OBJECTIF DE LA TÂCHE: Convertissez toutes les entrées ci-dessous en liste numérotée, sans lignes vides. Laissez l'image hors de la réponse.

▬▬▬▬▬▬

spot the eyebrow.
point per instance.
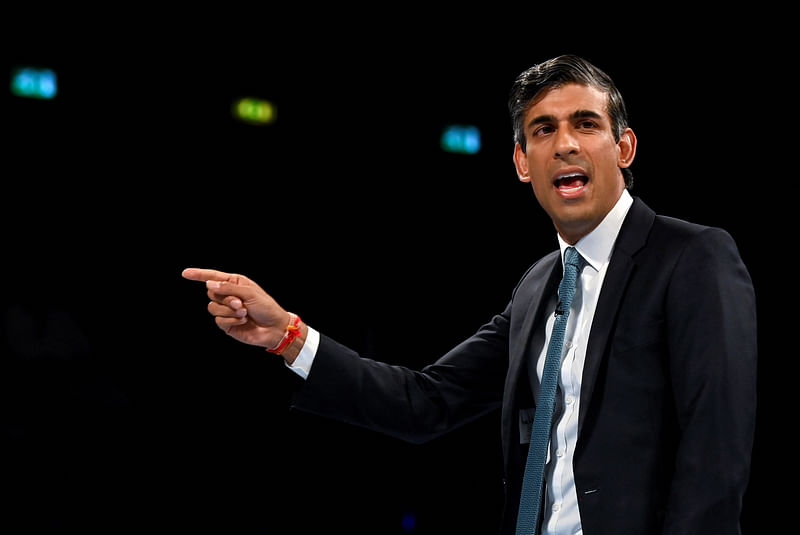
(579, 114)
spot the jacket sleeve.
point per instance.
(712, 366)
(412, 405)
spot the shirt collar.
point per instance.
(596, 246)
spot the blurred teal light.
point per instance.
(461, 139)
(31, 82)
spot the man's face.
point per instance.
(571, 158)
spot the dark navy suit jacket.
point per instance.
(668, 396)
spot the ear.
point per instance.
(627, 148)
(521, 163)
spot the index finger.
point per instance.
(203, 275)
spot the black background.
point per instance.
(126, 409)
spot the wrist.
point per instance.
(292, 340)
(291, 352)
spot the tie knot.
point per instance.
(573, 258)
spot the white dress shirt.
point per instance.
(561, 514)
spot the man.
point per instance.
(656, 393)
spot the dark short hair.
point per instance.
(557, 72)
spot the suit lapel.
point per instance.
(632, 237)
(526, 313)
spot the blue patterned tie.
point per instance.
(532, 483)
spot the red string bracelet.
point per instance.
(292, 332)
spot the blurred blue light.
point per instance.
(461, 139)
(34, 83)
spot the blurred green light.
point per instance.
(254, 111)
(30, 82)
(461, 139)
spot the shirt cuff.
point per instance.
(302, 364)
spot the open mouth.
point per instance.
(570, 184)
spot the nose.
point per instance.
(565, 143)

▬▬▬▬▬▬

RÉPONSE ATTENDUE:
1. spot the eyebrow.
2. point per instance.
3. (579, 114)
4. spot the jacket sleeve.
5. point per instance.
6. (712, 366)
7. (412, 405)
8. spot the shirt collar.
9. point per instance.
10. (596, 246)
11. spot the blurred teal light.
12. point per instance.
13. (461, 139)
14. (31, 82)
15. spot the man's face.
16. point per instance.
17. (571, 158)
18. spot the dark navy suit jacket.
19. point per instance.
20. (668, 396)
21. spot the ear.
22. point per instance.
23. (627, 148)
24. (521, 163)
25. spot the index finger.
26. point per instance.
27. (203, 275)
28. spot the black background.
29. point per instance.
30. (126, 409)
31. spot the wrist.
32. point per instance.
33. (292, 340)
34. (291, 352)
35. spot the tie knot.
36. point per instance.
37. (573, 258)
38. spot the white dress shirt.
39. point per instance.
40. (561, 514)
41. spot the man.
42. point per instance.
43. (656, 393)
44. spot the dark short hair.
45. point per instance.
46. (557, 72)
47. spot the suit lapel.
48. point per instance.
49. (632, 237)
50. (526, 313)
51. spot the blue patterned tie.
52. point per instance.
53. (532, 483)
54. spot the red string bracelet.
55. point per instance.
56. (292, 332)
57. spot the blurred blue light.
58. point per instance.
59. (461, 139)
60. (34, 83)
61. spot the blurred green light.
62. point per instance.
63. (254, 111)
64. (30, 82)
65. (461, 139)
66. spot the shirt cuff.
67. point per instance.
68. (302, 364)
69. spot the open mouth.
70. point per instance.
71. (570, 184)
72. spot the nose.
73. point per instance.
74. (565, 143)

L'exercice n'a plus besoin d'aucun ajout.